--- WRITTEN INSTRUCTION ---
Please output the entries below from the line that contains "Where in this photo can the winding" through the final line, reproduced exactly and alone.

[Excerpt from a dataset]
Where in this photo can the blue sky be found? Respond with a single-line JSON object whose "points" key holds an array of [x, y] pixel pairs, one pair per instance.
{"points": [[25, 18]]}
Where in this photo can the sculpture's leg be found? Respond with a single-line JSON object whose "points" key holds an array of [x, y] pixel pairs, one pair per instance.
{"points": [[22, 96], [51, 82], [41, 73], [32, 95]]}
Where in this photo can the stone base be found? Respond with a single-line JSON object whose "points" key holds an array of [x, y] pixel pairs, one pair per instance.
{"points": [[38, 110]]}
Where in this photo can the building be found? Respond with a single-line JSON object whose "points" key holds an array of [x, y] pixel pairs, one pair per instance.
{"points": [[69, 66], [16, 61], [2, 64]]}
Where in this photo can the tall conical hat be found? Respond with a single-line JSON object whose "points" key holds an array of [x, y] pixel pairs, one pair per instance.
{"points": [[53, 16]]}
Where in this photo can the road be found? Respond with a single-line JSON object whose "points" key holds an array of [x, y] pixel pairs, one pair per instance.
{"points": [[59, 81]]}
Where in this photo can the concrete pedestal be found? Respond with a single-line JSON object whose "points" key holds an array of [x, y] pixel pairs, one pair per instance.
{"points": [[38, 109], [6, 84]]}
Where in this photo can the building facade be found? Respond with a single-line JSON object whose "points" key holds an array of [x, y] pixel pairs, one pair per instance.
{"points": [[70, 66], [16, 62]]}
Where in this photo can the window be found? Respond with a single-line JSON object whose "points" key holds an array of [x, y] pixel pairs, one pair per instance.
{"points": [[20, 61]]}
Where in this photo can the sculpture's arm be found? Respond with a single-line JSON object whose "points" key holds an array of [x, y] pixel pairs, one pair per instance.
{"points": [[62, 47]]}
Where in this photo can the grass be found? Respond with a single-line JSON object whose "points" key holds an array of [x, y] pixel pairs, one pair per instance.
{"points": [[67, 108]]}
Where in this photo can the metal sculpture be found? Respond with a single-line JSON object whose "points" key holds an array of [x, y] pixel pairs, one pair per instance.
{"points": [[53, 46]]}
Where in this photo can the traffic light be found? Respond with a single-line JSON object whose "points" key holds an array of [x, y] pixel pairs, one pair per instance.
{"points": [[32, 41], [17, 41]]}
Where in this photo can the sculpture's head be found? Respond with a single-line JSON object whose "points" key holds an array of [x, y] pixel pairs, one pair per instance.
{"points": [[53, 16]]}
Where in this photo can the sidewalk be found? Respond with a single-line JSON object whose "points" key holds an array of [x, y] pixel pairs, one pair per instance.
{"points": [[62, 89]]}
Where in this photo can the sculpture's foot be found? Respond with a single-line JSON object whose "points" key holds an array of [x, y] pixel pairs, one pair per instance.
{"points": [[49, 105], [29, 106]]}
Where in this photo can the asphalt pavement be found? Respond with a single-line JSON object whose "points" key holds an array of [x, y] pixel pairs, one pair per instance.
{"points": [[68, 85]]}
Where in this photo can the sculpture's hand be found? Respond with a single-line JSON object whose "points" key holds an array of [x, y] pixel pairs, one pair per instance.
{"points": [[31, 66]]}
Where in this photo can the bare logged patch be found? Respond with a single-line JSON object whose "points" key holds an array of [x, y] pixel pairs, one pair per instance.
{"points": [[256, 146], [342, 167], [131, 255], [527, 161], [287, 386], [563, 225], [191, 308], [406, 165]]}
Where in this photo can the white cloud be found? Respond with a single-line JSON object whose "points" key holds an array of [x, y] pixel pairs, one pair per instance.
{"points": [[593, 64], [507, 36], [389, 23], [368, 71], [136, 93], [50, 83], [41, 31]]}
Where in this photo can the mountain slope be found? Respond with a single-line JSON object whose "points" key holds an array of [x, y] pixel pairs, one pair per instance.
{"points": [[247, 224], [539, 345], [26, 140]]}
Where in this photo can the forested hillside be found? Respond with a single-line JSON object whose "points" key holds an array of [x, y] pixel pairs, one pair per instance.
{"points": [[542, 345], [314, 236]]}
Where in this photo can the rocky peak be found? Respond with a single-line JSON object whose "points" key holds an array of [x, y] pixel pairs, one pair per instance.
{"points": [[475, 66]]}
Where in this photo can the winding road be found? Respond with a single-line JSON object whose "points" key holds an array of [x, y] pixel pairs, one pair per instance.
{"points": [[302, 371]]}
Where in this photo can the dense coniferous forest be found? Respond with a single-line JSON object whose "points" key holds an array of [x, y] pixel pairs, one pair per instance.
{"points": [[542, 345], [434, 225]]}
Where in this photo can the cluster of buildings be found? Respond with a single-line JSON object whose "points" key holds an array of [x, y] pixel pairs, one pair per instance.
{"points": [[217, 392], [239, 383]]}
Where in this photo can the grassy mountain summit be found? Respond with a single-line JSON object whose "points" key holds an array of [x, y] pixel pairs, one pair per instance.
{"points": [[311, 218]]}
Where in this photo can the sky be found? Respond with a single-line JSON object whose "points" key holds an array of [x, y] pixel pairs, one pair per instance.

--- FULL RESPONSE ---
Where in this photo can the winding road be found? Respond with a single-line JSON object whose "points" key holds an array of [x, y] pixel pairs, one pair per instance.
{"points": [[302, 371]]}
Where in this photo can the dense coniferous forest be found? Respond with a single-line JSON object whose "points" key holds an array of [x, y] pixel pairs, one pair per instance.
{"points": [[542, 345], [434, 225]]}
Where in this photo can the cluster of buildings be found? Respond with a single-line JSON object whose "points" key holds an array of [x, y] pixel pairs, one pair per instance.
{"points": [[217, 392], [239, 383]]}
Where in this photo can the grassy mountain summit be found? Respond with a single-line JSON object whose "points" key holds an array of [x, y] pixel pairs, one pair per instance.
{"points": [[311, 218]]}
Where in this photo can the sky be found? Respond with a single-line JSON object whose "points" key holds an array of [x, y] pixel pairs, one pair per instance.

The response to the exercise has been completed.